Print the full listing exactly.

(Beginning of The data)

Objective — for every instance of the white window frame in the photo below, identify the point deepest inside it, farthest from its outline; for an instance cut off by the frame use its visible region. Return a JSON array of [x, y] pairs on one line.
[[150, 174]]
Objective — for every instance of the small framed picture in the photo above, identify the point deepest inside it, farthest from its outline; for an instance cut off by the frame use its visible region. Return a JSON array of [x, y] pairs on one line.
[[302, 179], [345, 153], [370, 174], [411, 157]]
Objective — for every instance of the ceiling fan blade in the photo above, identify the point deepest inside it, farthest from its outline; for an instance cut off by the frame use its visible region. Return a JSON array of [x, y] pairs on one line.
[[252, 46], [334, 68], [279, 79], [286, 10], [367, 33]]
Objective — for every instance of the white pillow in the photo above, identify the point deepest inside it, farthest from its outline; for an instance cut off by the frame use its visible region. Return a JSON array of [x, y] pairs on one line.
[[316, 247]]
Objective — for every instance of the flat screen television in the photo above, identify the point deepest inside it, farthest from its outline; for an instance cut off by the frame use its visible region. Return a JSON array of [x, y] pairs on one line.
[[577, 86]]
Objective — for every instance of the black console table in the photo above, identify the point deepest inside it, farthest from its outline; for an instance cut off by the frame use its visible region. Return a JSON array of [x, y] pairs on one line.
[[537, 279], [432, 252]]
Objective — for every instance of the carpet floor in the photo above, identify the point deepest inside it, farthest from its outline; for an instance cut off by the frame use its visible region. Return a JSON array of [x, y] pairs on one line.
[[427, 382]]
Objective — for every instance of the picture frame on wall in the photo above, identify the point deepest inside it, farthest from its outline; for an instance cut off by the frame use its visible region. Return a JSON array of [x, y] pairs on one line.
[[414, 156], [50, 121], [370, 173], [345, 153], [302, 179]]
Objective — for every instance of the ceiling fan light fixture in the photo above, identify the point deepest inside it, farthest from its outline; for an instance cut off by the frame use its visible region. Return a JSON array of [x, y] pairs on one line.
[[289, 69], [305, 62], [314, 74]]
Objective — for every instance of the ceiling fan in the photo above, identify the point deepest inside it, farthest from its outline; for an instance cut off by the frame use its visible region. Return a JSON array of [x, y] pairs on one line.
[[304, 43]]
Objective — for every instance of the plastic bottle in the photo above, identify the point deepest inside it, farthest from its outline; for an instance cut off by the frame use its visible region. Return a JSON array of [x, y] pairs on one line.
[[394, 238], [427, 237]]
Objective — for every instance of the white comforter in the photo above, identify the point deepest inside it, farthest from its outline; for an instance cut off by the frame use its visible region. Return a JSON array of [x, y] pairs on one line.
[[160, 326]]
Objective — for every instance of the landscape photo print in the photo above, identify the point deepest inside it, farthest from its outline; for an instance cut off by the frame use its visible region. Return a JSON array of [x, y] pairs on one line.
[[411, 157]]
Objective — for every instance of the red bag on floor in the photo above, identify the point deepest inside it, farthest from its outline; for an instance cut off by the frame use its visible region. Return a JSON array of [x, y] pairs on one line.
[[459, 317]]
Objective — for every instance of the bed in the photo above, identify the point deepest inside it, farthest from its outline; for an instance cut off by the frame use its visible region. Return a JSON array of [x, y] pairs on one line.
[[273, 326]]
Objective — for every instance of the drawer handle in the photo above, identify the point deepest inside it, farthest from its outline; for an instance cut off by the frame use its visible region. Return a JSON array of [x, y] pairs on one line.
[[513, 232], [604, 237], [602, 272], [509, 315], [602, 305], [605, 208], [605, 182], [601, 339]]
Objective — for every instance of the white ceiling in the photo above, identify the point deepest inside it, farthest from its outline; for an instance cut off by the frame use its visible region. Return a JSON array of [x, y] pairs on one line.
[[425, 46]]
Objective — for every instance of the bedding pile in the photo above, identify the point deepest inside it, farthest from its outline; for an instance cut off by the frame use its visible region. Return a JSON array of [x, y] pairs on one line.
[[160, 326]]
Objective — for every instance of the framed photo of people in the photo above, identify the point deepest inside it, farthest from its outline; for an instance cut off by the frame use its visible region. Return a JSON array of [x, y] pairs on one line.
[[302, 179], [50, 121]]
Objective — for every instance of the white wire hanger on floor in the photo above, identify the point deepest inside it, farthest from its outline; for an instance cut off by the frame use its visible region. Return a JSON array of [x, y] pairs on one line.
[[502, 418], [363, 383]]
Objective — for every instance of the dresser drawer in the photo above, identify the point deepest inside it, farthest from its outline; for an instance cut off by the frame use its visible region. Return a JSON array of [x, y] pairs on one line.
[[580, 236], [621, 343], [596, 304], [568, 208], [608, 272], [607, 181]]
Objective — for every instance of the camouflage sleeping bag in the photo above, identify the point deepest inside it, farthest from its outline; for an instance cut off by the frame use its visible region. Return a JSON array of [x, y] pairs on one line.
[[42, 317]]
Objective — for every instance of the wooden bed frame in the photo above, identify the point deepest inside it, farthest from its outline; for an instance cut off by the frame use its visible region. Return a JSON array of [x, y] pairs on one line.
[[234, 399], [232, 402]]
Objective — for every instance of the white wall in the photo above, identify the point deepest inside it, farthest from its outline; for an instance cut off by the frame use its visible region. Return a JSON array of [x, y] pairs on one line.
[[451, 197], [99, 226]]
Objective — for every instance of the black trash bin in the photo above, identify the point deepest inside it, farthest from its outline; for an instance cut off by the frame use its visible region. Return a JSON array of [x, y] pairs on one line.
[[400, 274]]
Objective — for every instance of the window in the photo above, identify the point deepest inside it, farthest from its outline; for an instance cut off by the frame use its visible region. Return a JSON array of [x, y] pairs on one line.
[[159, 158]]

(End of The data)

## [Exercise solution]
Objective — for every instance of the white window frame in the photo below, identify the point deepest inside it, farthest from its outline; for an instance cut off by the frame use its visible region. Return a JSON array of [x, y] pairs on one line.
[[150, 174]]
Objective — for every instance of the small framed picture in the photo above, identify the point deepest inside it, farthest from its outline; for an instance cut off by the frame use its visible region. Return a JSON array of [x, y] pairs on one line.
[[302, 179], [345, 153], [370, 174], [411, 157]]
Objective — for every instance of the ceiling fan blade in the photo above, identify the point deepest inside it, farthest from its outline; for an instance cut off by the frame use its visible region. Return a JSON array of [x, y] pairs on one line.
[[252, 46], [334, 68], [279, 79], [286, 10], [367, 33]]
Objective — for every instance of the white pillow in the photo above, identify the point deepest inside it, farthest from its outline; for an instance cut off by the frame use its visible region. Return a JSON array of [x, y] pairs on one line.
[[316, 247]]
Objective — for every instance of the flat screen television in the photo above, identify the point deepest inside it, farthest from its outline; for an instance cut off by the frame use its visible region. Return a JSON array of [x, y] pairs on one line.
[[577, 86]]
Objective — for every instance of the black console table in the photo above, identify the point deepest inside it, farthest from its outline; for an instance cut off by the frame use its visible region. Return a JSON array of [x, y] pairs on one line.
[[537, 279], [432, 252]]
Objective — for every instance of the carpet floor in the photo above, identify the point deepest inside it, farthest from its outline; for an instance cut off by the frame use its visible region. Return a JSON array of [x, y] pairs on one line.
[[427, 382]]
Objective — for every instance of the picture frame on wall in the photo above, identify the point deepest inside it, farthest from its outline; for an instance cut off by the frame use its visible region. Return a JSON array of [x, y] pairs on one line.
[[414, 156], [50, 121], [370, 173], [345, 153], [302, 179]]
Objective — for every instance of the ceiling fan light fixture in the photo above, identify the point deepest inside it, farthest from its outline; for an instance cut off by the frame use its visible region. Return a JSON array of [x, y] pairs on one line.
[[289, 69], [305, 62], [314, 74]]
Objective — for every instance of the ceiling fan in the photo above, identify the point deepest inside it, farthest from its outline; for an instance cut off by the frame use its visible region. Return a JSON array of [x, y] pairs on one line.
[[304, 43]]
Objective — for every instance of the plastic bottle in the photo above, identify the point deepest inside it, farthest from its outline; for an instance cut off by the frame use its visible region. Return a JSON array of [x, y] pairs on one line.
[[394, 238], [427, 237]]
Objective — for every instance of the white comforter in the photo above, identify the point deepest inside it, farthest from its outline; for an instance cut off by the frame use its visible region. Return a JSON array of [x, y] pairs on one line.
[[160, 326]]
Objective — for every instance of the landscape photo print in the photo above, identify the point deepest inside it, farthest from its outline; for an instance cut off by the frame use its visible region. Return a JSON array of [x, y] pairs on one line.
[[411, 157]]
Objective — for every instance of the red bag on floor in the photo above, identify the point deepest inside it, farthest from its outline; for an instance cut off by the frame use its visible region. Return a JSON array of [x, y] pairs on one line.
[[459, 317]]
Objective — for every instance of the bed in the photo above, identify the point deepest inside it, farthest from its outline; for an instance cut off by the frame use its visible region. Return a JSON array of [x, y] pairs on one line.
[[273, 326]]
Objective — for every instance of the drawer handle in the photo above, identify the point deepest inside it, farthest from its outline; for an instance cut off by the frame use its visible region. Return a JSON array of [x, y] pairs on one line.
[[513, 232], [604, 237], [602, 272], [509, 315], [602, 305], [605, 208], [605, 182], [601, 339]]
Objective — for every instance of the white ceiling in the photo above, identify the point deepest inside it, farthest from its outline; for an instance cut off by the frame use its visible region. Return a JSON array of [x, y] pairs on one line.
[[425, 46]]
Objective — for every instance of the bedding pile in the photo above, identify the point deepest inside it, farthest from its outline; for an instance cut off by the frame use its visible region. Return a JSON array of [x, y] pairs on one line.
[[160, 326]]
Objective — for every instance of the framed photo of people in the photo above, identify the point deepest inside it, farthest from its outline; for an instance cut off by the frame use its visible region. Return a JSON array of [x, y] pairs on one line.
[[302, 179], [50, 121]]
Objective — for every instance of the white wire hanger on floor in the photo above, identify the point deepest inside it, farthest from its outline; for an instance cut off by the frame use its visible region. Return a JSON array of [x, y] pairs on one line.
[[502, 418], [363, 383]]
Objective — for every instance of the dresser drawer in the photo above, identify the point deepest inside it, farthest from its outline; for an instance cut off by the frame use its visible region. Return a JSON array of [x, y] pairs on one line.
[[580, 236], [621, 343], [596, 304], [568, 208], [608, 272], [607, 181]]
Objective — for every instance of the camouflage sleeping bag in the photo above, identify the point deepest inside it, farthest from its outline; for an instance cut off by the frame use its visible region. Return a JSON array of [x, y] pairs on one line.
[[42, 317]]
Objective — for every instance of the wooden bed frame in the photo above, identify the point deepest inside it, farthest from its outline; for an instance cut off by the frame use its visible region. Return a JSON array of [x, y] pairs on one line.
[[234, 399], [232, 402]]
Objective — for every instance of the white wall in the photo above, identify the point deepest inside it, farthest from its outline; for an instance cut off by the frame use its visible region. Return a JSON array of [x, y] pairs on one line.
[[451, 197], [99, 226]]
Objective — for every instance of the black trash bin in the photo above, identify the point deepest inside it, farthest from its outline; for an instance cut off by the frame use its visible region. Return a JSON array of [x, y] pairs on one line.
[[400, 274]]
Objective — for every instance of the window in the photo above, identify the point deepest inside it, farthest from its outline; for an instance cut off by the frame use its visible region. Return a JSON array of [x, y] pairs on one line.
[[159, 158]]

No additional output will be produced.